**Objectif**
Extrayez tel quel le passage du texte sur l'agriculture au Rwanda qui va de « La politique de » à « pleinement à l’agriculture. ».

**Passage fourni**

Cette politique consiste à développer la culture en terrasses sans tenir compte des propriétaires des terrains. Une technique qui peut s’avérer comme une bonne alternative à l’érosion des terres, néanmoins compliquée à réaliser sur des petites parcelles appartenant à des agriculteurs différents. En mettant en commun les terrains, les paysans ont perdu leur autonomie et leur indépendance, car ils cultivent la même chose en même temps, et personne n’a le droit de cultiver ce qu’il veut quand il veut, la récolte est vendue aux coopératives désignées par l’État, ce sont ces mêmes organes qui décident les prix. Cette politique a accru la pauvreté dans plusieurs ménages et conduit en partie à la famine actuelle.

La politique de partage des terrains

À la prise du pouvoir de FPR en 1994, le nouveau régime a obligé les paysans à partager les terrains avec les anciens exilés qui venaient de rentrer au pays, les nouveaux arrivants se sont attribué (de fois par la force) les meilleures terres, quand bien même ils n’étaient pas agriculteurs à la base. C’est ainsi que d’immenses étendues de terres agricoles se sont retrouvées dans les mains de ceux qui ne les exploitaient pas, qui des fois les laissent à l’abandon. Il y en a aussi d’autres qui s’y sont fait des terres pour faire paître leur bétail. Ainsi, les vrais agriculteurs se sont retrouvés avec de petites parcelles, donc dans l’impossibilité de se livre pleinement à l’agriculture.

La confiscation des vallées

Cependant, la politique qui a eu un impact majeur sur l’agriculture au Rwanda, et qui a précipité le pays dans la sous-alimentation est la nationalisation voire la confiscation des vallées. Le Rwanda est constitué des montagnes et des vallées profondes, d’où le surnom de « Pays des mille collines », or il faut savoir qu’au Rwanda même dans toute la sous-région, les vallées sont bien plus fertiles que des terres situées en pente, assez difficile à cultiver, et souvent victimes de l’érosion. Or l’État s’est approprié les champs situés en vallée pour les concéder aux investisseurs privés, qui les exploitent généralement pour des cultures d’exportation aux dépens de la culture vivrière de base. Il est à souligner également que le plus souvent, ces investisseurs privés réservent leur production en priorité aux usines de transformation, avant d’alimenter les marchés locaux. Il n’est même plus surprenant aujourd’hui de voir certaines de ces vallées cédées aux privés laissés à l’abandon pendant plusieurs années, alors qu’une grande partie de la population manque des terres à cultiver. Ce qui renforcer les soupçons de ceux qui disent que le gouvernement cherche à affamer volontairement la population. Car dans un petit pays tel que le Rwanda, la culture des produits destinés à l’exportation notamment des fleurs aux dépens des cultures vivrières ne peut que compromettre la souveraineté alimentaire du pays.

**Données fournies**
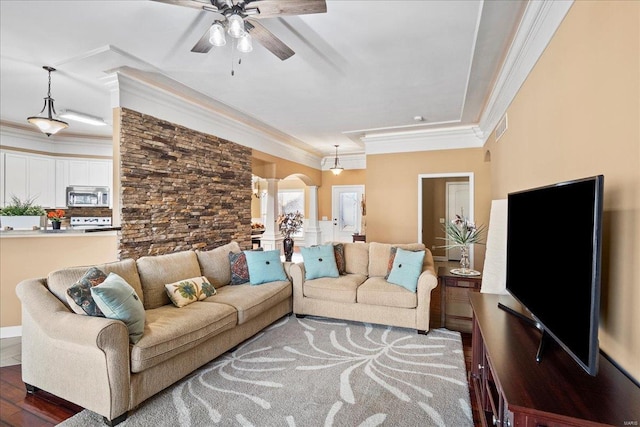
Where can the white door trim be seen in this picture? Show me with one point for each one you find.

* * *

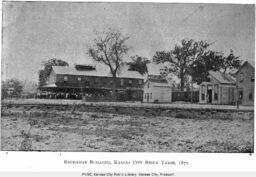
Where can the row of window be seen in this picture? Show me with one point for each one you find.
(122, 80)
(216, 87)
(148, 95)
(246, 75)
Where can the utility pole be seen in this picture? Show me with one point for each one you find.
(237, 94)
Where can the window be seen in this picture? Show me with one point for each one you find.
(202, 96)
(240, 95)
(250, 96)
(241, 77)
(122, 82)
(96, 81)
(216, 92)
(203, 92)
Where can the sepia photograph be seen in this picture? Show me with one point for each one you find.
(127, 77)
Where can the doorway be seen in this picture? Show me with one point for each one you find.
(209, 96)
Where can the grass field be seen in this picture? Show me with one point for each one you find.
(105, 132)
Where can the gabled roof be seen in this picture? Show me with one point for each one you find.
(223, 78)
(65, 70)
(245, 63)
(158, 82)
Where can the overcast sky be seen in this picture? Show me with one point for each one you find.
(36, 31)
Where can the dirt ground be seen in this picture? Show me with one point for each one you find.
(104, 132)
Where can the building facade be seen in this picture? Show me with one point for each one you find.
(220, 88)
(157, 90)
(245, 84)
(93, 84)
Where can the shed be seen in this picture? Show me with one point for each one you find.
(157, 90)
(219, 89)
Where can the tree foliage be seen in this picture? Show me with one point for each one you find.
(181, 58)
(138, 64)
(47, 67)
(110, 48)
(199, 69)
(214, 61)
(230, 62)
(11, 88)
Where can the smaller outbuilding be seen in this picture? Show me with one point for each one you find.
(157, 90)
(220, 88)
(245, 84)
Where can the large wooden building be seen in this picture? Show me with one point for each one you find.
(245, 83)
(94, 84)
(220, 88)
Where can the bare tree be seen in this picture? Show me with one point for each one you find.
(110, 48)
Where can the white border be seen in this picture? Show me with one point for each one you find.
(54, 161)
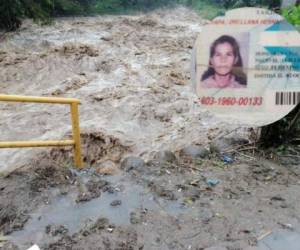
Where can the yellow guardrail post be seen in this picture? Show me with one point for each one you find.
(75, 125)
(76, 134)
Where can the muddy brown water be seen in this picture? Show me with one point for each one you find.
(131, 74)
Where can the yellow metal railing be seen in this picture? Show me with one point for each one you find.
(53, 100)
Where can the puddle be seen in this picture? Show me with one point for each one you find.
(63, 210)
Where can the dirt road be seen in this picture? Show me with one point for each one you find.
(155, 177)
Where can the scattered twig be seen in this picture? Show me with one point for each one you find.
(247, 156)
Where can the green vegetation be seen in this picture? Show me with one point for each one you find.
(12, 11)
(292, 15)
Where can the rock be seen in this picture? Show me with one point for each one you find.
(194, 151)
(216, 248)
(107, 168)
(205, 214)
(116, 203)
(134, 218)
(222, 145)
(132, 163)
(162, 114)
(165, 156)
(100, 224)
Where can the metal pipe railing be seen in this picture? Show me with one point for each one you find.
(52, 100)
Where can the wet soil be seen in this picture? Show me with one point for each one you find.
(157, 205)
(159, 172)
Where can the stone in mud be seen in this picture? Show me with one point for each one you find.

**Réponse**
La politique de partage des terrains

À la prise du pouvoir de FPR en 1994, le nouveau régime a obligé les paysans à partager les terrains avec les anciens exilés qui venaient de rentrer au pays, les nouveaux arrivants se sont attribué (de fois par la force) les meilleures terres, quand bien même ils n’étaient pas agriculteurs à la base. C’est ainsi que d’immenses étendues de terres agricoles se sont retrouvées dans les mains de ceux qui ne les exploitaient pas, qui des fois les laissent à l’abandon. Il y en a aussi d’autres qui s’y sont fait des terres pour faire paître leur bétail. Ainsi, les vrais agriculteurs se sont retrouvés avec de petites parcelles, donc dans l’impossibilité de se livre pleinement à l’agriculture.